▶

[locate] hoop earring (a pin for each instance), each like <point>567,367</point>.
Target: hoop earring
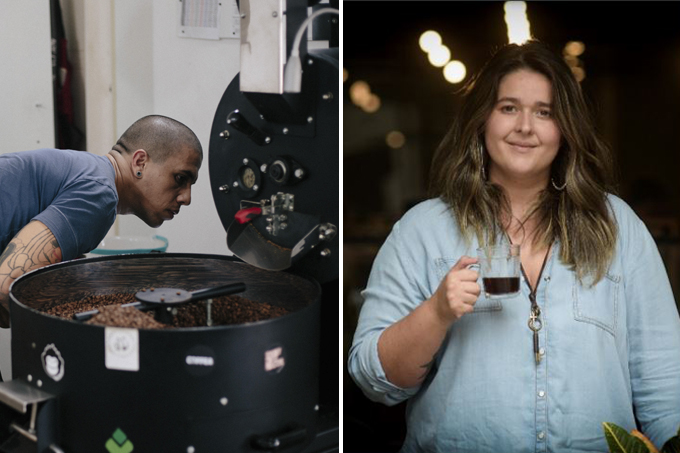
<point>558,188</point>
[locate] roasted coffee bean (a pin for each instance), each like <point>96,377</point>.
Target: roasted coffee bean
<point>225,310</point>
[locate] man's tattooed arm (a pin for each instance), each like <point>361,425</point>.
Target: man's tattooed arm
<point>33,247</point>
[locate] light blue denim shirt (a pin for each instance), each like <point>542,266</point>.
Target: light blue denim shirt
<point>609,351</point>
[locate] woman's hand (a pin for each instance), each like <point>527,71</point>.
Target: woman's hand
<point>457,293</point>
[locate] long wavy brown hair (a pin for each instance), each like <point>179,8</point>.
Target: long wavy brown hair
<point>578,216</point>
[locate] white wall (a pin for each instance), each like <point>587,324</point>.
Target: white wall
<point>27,115</point>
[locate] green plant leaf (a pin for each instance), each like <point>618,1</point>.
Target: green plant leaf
<point>621,441</point>
<point>672,445</point>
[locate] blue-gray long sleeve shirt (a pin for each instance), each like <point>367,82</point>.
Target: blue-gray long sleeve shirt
<point>610,352</point>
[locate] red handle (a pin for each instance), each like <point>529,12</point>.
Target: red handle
<point>248,214</point>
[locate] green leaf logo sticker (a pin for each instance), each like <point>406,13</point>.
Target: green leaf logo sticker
<point>119,443</point>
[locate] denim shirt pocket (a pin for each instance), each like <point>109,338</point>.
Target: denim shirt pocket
<point>483,304</point>
<point>598,305</point>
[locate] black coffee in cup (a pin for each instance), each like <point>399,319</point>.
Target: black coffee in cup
<point>501,285</point>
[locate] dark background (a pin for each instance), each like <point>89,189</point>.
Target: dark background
<point>632,65</point>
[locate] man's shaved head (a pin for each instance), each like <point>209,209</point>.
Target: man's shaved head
<point>159,136</point>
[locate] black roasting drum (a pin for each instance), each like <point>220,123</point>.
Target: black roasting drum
<point>225,388</point>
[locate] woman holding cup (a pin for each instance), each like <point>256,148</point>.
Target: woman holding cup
<point>591,334</point>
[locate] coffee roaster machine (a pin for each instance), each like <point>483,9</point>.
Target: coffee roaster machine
<point>265,386</point>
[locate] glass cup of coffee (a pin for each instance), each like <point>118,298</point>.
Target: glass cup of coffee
<point>499,267</point>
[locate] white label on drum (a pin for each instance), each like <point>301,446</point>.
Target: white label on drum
<point>53,363</point>
<point>273,359</point>
<point>121,349</point>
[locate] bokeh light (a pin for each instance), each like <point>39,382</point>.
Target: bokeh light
<point>574,48</point>
<point>430,40</point>
<point>439,56</point>
<point>455,71</point>
<point>519,29</point>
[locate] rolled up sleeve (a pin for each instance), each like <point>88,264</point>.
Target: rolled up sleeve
<point>391,294</point>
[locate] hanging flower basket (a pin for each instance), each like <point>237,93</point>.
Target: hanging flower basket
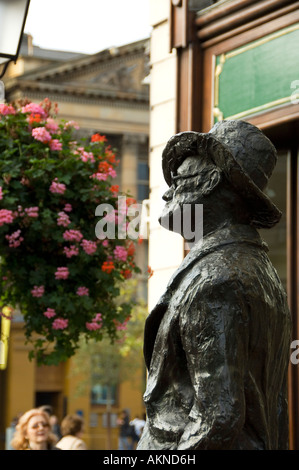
<point>53,267</point>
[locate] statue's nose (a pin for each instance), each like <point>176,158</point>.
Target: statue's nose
<point>167,196</point>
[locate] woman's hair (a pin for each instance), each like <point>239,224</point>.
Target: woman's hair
<point>71,425</point>
<point>20,441</point>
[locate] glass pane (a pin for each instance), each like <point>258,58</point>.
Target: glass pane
<point>276,236</point>
<point>143,171</point>
<point>102,394</point>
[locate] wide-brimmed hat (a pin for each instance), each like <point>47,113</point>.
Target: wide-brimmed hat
<point>244,154</point>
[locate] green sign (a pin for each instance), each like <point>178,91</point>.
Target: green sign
<point>259,76</point>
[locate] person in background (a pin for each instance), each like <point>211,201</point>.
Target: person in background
<point>53,420</point>
<point>72,428</point>
<point>33,432</point>
<point>138,425</point>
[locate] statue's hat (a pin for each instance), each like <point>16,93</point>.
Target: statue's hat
<point>244,154</point>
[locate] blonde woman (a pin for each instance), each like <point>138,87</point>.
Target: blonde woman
<point>72,428</point>
<point>33,432</point>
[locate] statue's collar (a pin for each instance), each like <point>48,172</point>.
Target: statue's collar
<point>217,239</point>
<point>209,244</point>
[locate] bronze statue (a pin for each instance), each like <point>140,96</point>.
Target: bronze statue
<point>217,343</point>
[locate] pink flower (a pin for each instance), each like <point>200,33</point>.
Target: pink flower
<point>63,219</point>
<point>32,211</point>
<point>71,124</point>
<point>38,291</point>
<point>6,109</point>
<point>89,246</point>
<point>100,176</point>
<point>68,208</point>
<point>57,188</point>
<point>60,324</point>
<point>72,235</point>
<point>62,273</point>
<point>96,323</point>
<point>50,313</point>
<point>71,251</point>
<point>6,217</point>
<point>82,291</point>
<point>121,326</point>
<point>55,144</point>
<point>120,253</point>
<point>51,125</point>
<point>93,326</point>
<point>14,239</point>
<point>112,173</point>
<point>41,134</point>
<point>34,108</point>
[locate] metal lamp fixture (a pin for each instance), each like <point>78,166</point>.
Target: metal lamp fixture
<point>13,15</point>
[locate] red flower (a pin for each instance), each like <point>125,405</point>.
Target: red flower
<point>108,266</point>
<point>126,273</point>
<point>98,138</point>
<point>34,118</point>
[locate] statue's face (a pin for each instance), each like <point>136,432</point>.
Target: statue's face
<point>185,191</point>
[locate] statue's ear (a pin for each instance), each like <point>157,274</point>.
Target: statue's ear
<point>211,182</point>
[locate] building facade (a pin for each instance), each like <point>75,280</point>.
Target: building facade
<point>104,93</point>
<point>213,60</point>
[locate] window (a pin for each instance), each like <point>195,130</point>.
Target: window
<point>142,180</point>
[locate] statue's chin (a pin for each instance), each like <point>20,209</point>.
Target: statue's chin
<point>169,220</point>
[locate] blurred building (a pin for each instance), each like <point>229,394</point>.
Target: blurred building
<point>106,93</point>
<point>214,60</point>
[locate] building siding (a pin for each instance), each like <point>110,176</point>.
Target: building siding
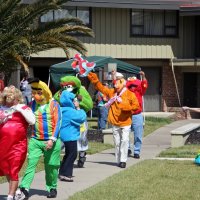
<point>112,38</point>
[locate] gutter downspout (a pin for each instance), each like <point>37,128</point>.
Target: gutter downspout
<point>143,110</point>
<point>176,86</point>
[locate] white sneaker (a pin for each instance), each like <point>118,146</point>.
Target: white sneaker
<point>10,198</point>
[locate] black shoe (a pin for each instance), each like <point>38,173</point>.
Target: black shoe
<point>137,156</point>
<point>129,152</point>
<point>52,193</point>
<point>122,164</point>
<point>80,164</point>
<point>21,194</point>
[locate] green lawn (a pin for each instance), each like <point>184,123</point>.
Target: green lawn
<point>151,124</point>
<point>148,180</point>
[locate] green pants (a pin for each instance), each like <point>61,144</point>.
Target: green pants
<point>36,148</point>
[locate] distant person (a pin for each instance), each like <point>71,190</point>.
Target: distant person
<point>102,110</point>
<point>72,118</point>
<point>26,89</point>
<point>44,140</point>
<point>82,144</point>
<point>15,118</point>
<point>122,103</point>
<point>2,84</point>
<point>138,87</point>
<point>191,109</point>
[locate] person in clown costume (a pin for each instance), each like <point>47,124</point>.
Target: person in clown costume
<point>73,84</point>
<point>122,104</point>
<point>138,87</point>
<point>44,140</point>
<point>15,117</point>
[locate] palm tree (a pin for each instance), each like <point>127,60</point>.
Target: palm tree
<point>20,36</point>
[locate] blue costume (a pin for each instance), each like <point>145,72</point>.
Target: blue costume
<point>72,118</point>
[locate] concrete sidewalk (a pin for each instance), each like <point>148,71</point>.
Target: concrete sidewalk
<point>101,165</point>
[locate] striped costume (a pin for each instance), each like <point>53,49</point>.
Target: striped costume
<point>47,127</point>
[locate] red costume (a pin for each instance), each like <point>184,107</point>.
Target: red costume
<point>13,139</point>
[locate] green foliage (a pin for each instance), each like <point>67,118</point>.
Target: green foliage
<point>21,35</point>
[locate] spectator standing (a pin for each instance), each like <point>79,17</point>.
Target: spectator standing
<point>122,103</point>
<point>72,118</point>
<point>138,87</point>
<point>44,140</point>
<point>26,89</point>
<point>14,120</point>
<point>102,110</point>
<point>2,84</point>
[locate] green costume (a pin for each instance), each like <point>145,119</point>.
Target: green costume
<point>74,84</point>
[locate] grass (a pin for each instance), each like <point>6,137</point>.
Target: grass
<point>149,179</point>
<point>186,151</point>
<point>151,124</point>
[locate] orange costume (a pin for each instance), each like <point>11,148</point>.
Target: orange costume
<point>122,103</point>
<point>120,112</point>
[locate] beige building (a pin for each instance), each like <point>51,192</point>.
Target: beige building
<point>161,37</point>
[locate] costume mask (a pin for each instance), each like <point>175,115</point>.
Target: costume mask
<point>41,92</point>
<point>133,84</point>
<point>82,66</point>
<point>119,85</point>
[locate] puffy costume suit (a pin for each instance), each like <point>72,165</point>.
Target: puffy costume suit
<point>14,122</point>
<point>139,88</point>
<point>122,103</point>
<point>45,138</point>
<point>73,85</point>
<point>72,118</point>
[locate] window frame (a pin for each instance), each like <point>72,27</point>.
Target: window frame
<point>164,35</point>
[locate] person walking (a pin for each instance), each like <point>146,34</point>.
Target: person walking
<point>44,140</point>
<point>73,117</point>
<point>122,103</point>
<point>15,117</point>
<point>102,110</point>
<point>138,87</point>
<point>26,89</point>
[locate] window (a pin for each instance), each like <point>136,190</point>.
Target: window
<point>83,13</point>
<point>157,23</point>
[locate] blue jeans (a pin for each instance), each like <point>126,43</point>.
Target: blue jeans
<point>102,117</point>
<point>138,129</point>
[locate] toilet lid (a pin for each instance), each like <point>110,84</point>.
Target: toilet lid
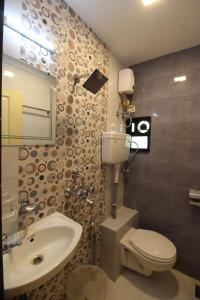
<point>153,245</point>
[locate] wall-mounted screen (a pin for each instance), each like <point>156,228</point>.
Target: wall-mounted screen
<point>140,132</point>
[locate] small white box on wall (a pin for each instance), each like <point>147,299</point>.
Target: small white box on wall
<point>126,81</point>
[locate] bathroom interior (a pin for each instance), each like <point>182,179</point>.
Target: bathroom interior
<point>100,143</point>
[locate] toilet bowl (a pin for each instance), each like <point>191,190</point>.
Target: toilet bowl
<point>146,251</point>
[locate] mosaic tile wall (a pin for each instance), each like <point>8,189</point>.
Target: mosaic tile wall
<point>46,171</point>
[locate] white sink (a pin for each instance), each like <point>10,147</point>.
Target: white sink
<point>46,248</point>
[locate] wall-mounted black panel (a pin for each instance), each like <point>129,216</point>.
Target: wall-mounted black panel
<point>140,132</point>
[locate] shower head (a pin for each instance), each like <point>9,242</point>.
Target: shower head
<point>94,83</point>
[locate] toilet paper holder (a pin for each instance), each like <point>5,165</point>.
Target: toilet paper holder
<point>194,195</point>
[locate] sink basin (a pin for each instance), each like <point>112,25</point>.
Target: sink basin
<point>46,248</point>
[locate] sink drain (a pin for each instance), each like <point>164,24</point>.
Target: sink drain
<point>37,260</point>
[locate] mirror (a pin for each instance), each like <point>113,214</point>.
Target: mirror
<point>28,104</point>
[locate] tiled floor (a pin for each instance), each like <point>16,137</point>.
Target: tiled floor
<point>163,286</point>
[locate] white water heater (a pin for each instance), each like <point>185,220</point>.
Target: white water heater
<point>126,81</point>
<point>115,147</point>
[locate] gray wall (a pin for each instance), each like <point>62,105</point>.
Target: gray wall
<point>159,182</point>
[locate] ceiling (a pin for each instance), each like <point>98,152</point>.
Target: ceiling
<point>136,33</point>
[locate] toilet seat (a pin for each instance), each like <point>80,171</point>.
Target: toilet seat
<point>152,245</point>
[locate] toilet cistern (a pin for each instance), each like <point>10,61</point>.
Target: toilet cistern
<point>115,150</point>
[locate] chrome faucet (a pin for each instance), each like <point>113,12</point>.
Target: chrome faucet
<point>6,246</point>
<point>27,208</point>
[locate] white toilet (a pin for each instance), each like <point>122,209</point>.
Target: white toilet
<point>146,251</point>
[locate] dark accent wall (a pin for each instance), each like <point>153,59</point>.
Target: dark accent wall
<point>159,182</point>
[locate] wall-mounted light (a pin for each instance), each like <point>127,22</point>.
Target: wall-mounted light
<point>14,25</point>
<point>149,2</point>
<point>180,78</point>
<point>8,74</point>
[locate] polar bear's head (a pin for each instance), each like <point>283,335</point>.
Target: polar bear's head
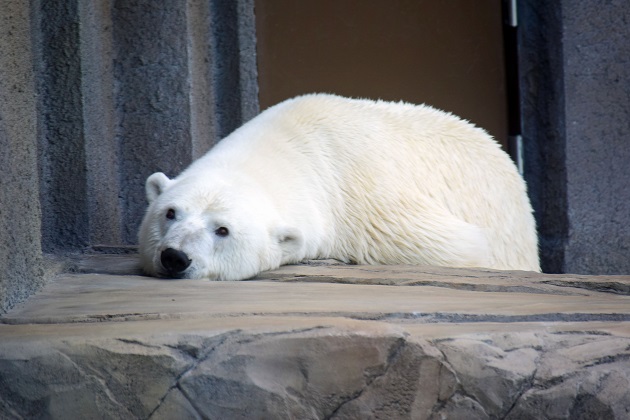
<point>218,229</point>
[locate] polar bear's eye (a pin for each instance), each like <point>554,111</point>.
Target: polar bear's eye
<point>222,231</point>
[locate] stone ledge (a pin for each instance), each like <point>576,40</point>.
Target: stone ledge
<point>319,341</point>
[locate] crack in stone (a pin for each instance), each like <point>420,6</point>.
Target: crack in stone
<point>198,358</point>
<point>459,387</point>
<point>392,356</point>
<point>617,288</point>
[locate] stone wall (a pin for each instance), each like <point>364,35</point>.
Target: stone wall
<point>21,265</point>
<point>576,106</point>
<point>96,96</point>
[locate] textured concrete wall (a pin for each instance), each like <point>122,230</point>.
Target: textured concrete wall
<point>576,103</point>
<point>542,103</point>
<point>597,105</point>
<point>21,268</point>
<point>97,95</point>
<point>128,88</point>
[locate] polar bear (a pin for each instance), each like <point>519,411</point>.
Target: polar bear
<point>361,181</point>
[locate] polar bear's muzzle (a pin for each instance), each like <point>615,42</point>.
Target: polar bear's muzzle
<point>175,262</point>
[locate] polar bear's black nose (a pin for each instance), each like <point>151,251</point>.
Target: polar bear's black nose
<point>174,261</point>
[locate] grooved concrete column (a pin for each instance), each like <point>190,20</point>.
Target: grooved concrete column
<point>597,105</point>
<point>21,268</point>
<point>576,106</point>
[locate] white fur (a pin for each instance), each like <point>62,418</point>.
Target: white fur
<point>320,176</point>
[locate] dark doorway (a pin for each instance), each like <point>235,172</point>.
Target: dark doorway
<point>448,54</point>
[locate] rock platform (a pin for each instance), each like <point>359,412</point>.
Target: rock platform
<point>319,340</point>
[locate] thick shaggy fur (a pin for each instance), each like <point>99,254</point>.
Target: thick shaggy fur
<point>321,176</point>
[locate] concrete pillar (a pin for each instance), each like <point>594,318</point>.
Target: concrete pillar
<point>576,90</point>
<point>21,264</point>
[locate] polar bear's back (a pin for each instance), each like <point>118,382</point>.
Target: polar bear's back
<point>403,183</point>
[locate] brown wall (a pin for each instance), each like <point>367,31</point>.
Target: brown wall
<point>447,54</point>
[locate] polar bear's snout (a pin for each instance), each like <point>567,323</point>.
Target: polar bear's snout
<point>174,261</point>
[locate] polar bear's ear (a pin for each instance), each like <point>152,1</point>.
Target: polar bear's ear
<point>155,185</point>
<point>290,241</point>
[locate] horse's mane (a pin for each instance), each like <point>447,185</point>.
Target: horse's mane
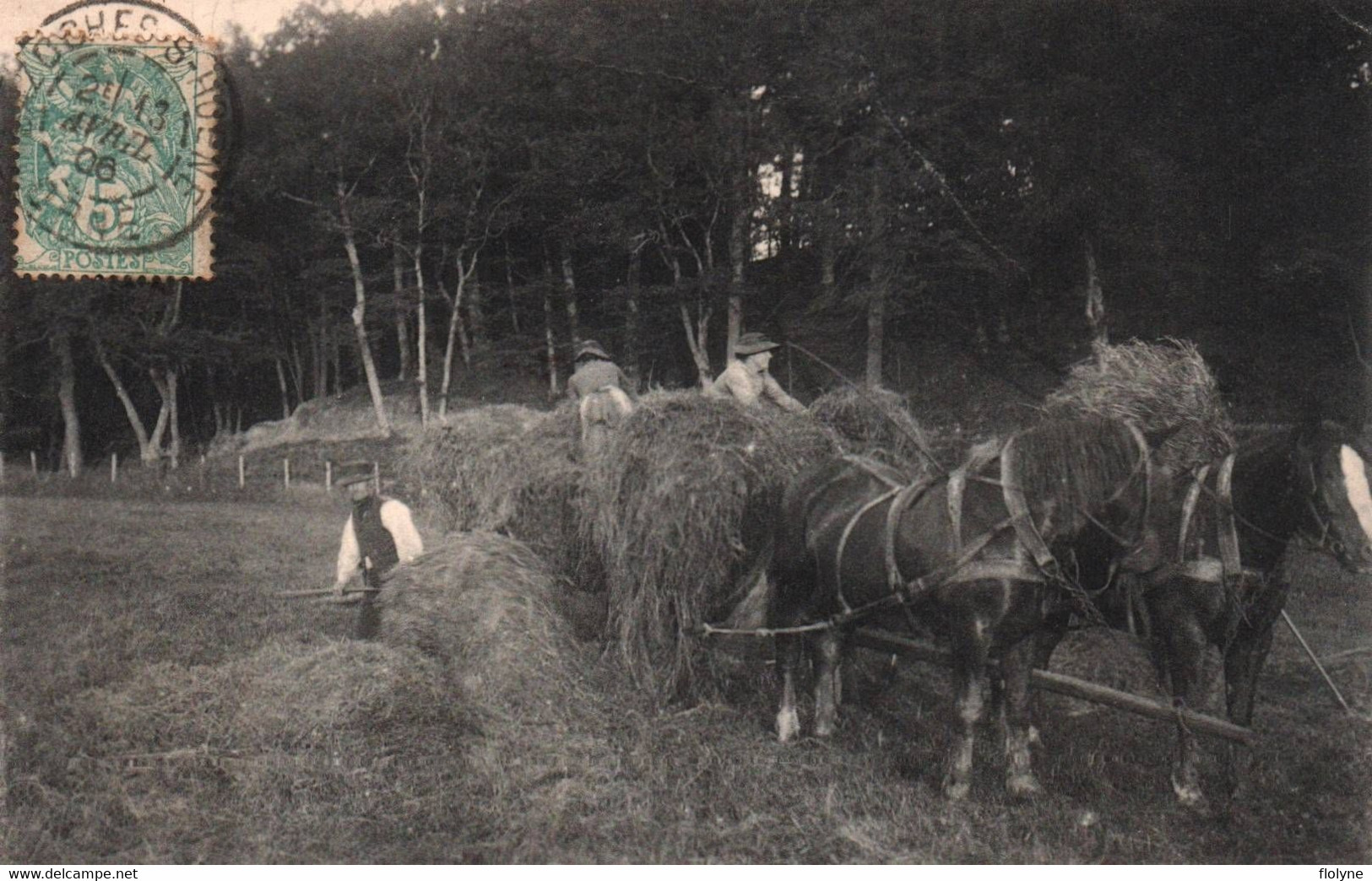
<point>1075,462</point>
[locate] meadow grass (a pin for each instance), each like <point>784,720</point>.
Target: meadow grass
<point>133,631</point>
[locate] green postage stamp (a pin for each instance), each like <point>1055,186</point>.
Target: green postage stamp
<point>116,157</point>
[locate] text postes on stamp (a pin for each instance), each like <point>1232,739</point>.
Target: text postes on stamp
<point>116,157</point>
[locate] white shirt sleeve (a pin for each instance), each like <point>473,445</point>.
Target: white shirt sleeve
<point>395,517</point>
<point>349,554</point>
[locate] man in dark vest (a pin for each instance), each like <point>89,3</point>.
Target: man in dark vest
<point>599,386</point>
<point>379,534</point>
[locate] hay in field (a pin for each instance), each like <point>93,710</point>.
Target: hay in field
<point>874,422</point>
<point>681,505</point>
<point>485,607</point>
<point>287,695</point>
<point>1121,662</point>
<point>1167,389</point>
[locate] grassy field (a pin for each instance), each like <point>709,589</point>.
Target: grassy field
<point>131,626</point>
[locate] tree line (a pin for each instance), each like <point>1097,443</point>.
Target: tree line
<point>420,192</point>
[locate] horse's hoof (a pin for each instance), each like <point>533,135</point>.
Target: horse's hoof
<point>788,727</point>
<point>1190,797</point>
<point>1022,786</point>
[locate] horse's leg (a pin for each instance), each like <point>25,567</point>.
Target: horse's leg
<point>969,657</point>
<point>827,655</point>
<point>1242,666</point>
<point>788,657</point>
<point>1016,666</point>
<point>1183,644</point>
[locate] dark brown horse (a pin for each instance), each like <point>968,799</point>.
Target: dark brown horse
<point>983,556</point>
<point>1224,534</point>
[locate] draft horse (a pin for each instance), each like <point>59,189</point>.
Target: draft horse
<point>1220,583</point>
<point>983,556</point>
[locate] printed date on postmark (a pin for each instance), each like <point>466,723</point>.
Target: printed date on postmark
<point>116,157</point>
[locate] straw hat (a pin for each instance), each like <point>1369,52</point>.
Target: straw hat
<point>751,343</point>
<point>592,348</point>
<point>353,473</point>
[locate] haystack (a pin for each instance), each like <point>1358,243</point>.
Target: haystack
<point>1167,389</point>
<point>874,422</point>
<point>485,607</point>
<point>507,468</point>
<point>681,511</point>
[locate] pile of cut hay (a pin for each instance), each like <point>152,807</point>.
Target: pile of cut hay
<point>507,468</point>
<point>681,506</point>
<point>1165,389</point>
<point>1121,662</point>
<point>874,422</point>
<point>487,609</point>
<point>287,695</point>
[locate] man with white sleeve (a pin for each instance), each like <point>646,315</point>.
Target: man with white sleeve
<point>377,537</point>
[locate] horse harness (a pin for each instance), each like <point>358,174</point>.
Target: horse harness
<point>1228,569</point>
<point>1042,567</point>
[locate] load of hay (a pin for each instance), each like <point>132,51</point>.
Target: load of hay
<point>681,506</point>
<point>508,468</point>
<point>487,609</point>
<point>874,422</point>
<point>1167,389</point>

◀

# Exercise aim
Set down exactly the lines of the data above, beginning with the line that has "[locate] man's shaved" and ending with the line that has "[locate] bokeh light", and no others.

# Exercise answer
[locate] man's shaved head (a pin for each instance), each like <point>209,209</point>.
Target: man's shaved head
<point>159,136</point>
[locate] black roasting drum (a pin for each instance), each like <point>220,123</point>.
Target: black roasting drum
<point>225,388</point>
[locate] woman holding cup (a pin for each instance), each like <point>256,148</point>.
Target: woman holding cup
<point>591,334</point>
[locate] coffee roaster machine (a pin for each instance), each like <point>483,9</point>.
Target: coffee roaster machine
<point>265,386</point>
[locate] glass cup of coffee (a pin for each instance), each like <point>118,298</point>.
Target: glass cup of coffee
<point>499,267</point>
[locate] white label on drum (a pin for each instance), each like <point>301,446</point>.
Target: white label on drum
<point>53,363</point>
<point>273,359</point>
<point>121,349</point>
[locate] bokeh light (a pin for each instance), each like <point>39,382</point>.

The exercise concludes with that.